>> start
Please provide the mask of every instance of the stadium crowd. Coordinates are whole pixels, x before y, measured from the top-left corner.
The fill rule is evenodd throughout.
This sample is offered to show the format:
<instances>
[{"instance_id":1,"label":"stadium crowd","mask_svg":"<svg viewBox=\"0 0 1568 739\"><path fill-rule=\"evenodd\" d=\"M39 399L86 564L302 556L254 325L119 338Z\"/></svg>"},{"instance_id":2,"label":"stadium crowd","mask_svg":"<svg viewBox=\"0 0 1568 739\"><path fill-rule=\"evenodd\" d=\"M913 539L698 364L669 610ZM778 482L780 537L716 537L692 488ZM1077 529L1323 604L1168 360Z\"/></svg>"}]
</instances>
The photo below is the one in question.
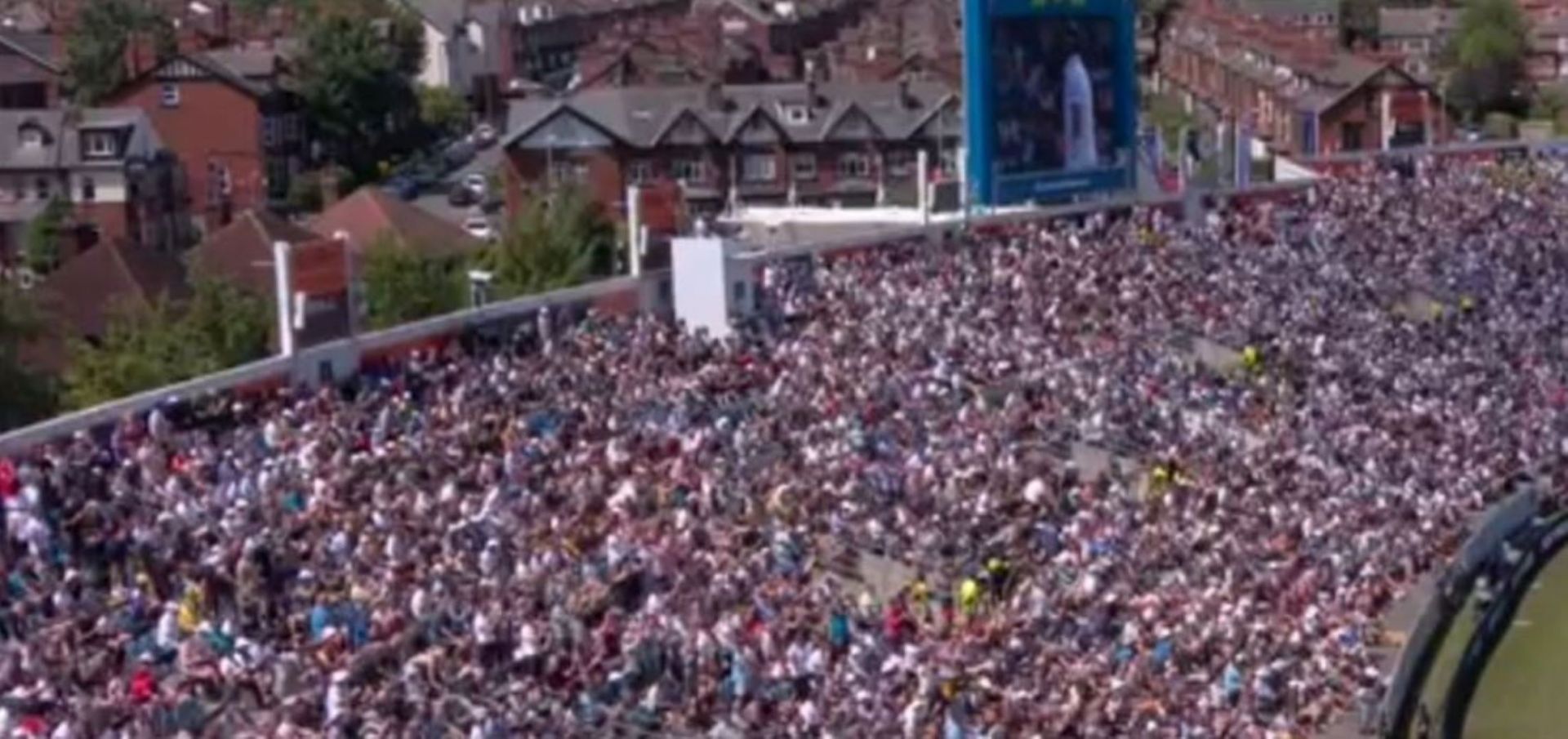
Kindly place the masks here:
<instances>
[{"instance_id":1,"label":"stadium crowd","mask_svg":"<svg viewBox=\"0 0 1568 739\"><path fill-rule=\"evenodd\" d=\"M78 435L0 477L0 733L1312 734L1562 453L1565 177L779 264L723 342L546 314Z\"/></svg>"}]
</instances>

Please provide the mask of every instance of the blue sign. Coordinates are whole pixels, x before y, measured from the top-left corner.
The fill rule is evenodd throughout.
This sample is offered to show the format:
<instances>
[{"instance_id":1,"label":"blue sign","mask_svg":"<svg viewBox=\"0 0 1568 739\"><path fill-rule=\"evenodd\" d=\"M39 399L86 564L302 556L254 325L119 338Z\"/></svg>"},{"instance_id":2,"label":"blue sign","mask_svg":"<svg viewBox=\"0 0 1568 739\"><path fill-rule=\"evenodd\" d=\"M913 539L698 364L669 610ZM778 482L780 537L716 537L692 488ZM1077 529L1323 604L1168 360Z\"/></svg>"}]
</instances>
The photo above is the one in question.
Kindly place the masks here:
<instances>
[{"instance_id":1,"label":"blue sign","mask_svg":"<svg viewBox=\"0 0 1568 739\"><path fill-rule=\"evenodd\" d=\"M1132 20L1132 0L964 0L972 202L1134 187Z\"/></svg>"}]
</instances>

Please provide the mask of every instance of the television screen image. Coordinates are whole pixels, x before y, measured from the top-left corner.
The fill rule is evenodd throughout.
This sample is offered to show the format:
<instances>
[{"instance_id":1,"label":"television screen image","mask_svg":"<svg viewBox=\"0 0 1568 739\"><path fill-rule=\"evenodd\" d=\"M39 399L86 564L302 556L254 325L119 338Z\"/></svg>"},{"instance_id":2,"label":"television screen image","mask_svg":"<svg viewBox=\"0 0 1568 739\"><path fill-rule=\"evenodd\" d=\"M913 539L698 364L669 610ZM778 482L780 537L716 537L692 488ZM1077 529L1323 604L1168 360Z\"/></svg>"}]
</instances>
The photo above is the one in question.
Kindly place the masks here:
<instances>
[{"instance_id":1,"label":"television screen image","mask_svg":"<svg viewBox=\"0 0 1568 739\"><path fill-rule=\"evenodd\" d=\"M1116 25L1109 17L993 17L997 176L1124 163Z\"/></svg>"}]
</instances>

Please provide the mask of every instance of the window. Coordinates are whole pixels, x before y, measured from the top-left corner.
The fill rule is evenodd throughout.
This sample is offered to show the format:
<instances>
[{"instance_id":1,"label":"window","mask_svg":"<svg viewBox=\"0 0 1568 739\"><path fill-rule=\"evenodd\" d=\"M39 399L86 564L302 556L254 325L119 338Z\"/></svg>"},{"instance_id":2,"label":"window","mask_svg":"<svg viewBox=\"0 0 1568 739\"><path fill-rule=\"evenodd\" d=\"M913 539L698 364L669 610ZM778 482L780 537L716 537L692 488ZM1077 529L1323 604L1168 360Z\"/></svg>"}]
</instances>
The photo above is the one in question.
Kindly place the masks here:
<instances>
[{"instance_id":1,"label":"window","mask_svg":"<svg viewBox=\"0 0 1568 739\"><path fill-rule=\"evenodd\" d=\"M864 154L839 157L839 179L870 179L872 158Z\"/></svg>"},{"instance_id":2,"label":"window","mask_svg":"<svg viewBox=\"0 0 1568 739\"><path fill-rule=\"evenodd\" d=\"M889 177L908 177L914 173L914 152L908 149L891 151L886 163Z\"/></svg>"},{"instance_id":3,"label":"window","mask_svg":"<svg viewBox=\"0 0 1568 739\"><path fill-rule=\"evenodd\" d=\"M649 162L649 160L646 160L646 158L640 158L640 160L632 162L626 168L626 180L630 182L630 184L633 184L633 185L641 185L641 184L646 184L646 182L652 182L654 180L654 163Z\"/></svg>"},{"instance_id":4,"label":"window","mask_svg":"<svg viewBox=\"0 0 1568 739\"><path fill-rule=\"evenodd\" d=\"M102 130L88 132L82 135L82 146L88 151L88 157L113 157L114 135Z\"/></svg>"},{"instance_id":5,"label":"window","mask_svg":"<svg viewBox=\"0 0 1568 739\"><path fill-rule=\"evenodd\" d=\"M795 182L811 182L817 179L817 155L797 154L789 158L789 169Z\"/></svg>"},{"instance_id":6,"label":"window","mask_svg":"<svg viewBox=\"0 0 1568 739\"><path fill-rule=\"evenodd\" d=\"M679 182L707 182L707 165L701 158L677 158L670 163L670 174Z\"/></svg>"},{"instance_id":7,"label":"window","mask_svg":"<svg viewBox=\"0 0 1568 739\"><path fill-rule=\"evenodd\" d=\"M773 182L779 179L778 157L771 154L746 154L740 160L740 179L745 182Z\"/></svg>"},{"instance_id":8,"label":"window","mask_svg":"<svg viewBox=\"0 0 1568 739\"><path fill-rule=\"evenodd\" d=\"M572 162L569 158L558 158L550 162L550 182L560 185L574 185L588 180L588 163Z\"/></svg>"}]
</instances>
>> end
▶ **Given problem**
State how many lines in the rows above contain the string "every", treating uppercase and lowercase as distinct. Reply with the number alone.

▶ **The output**
4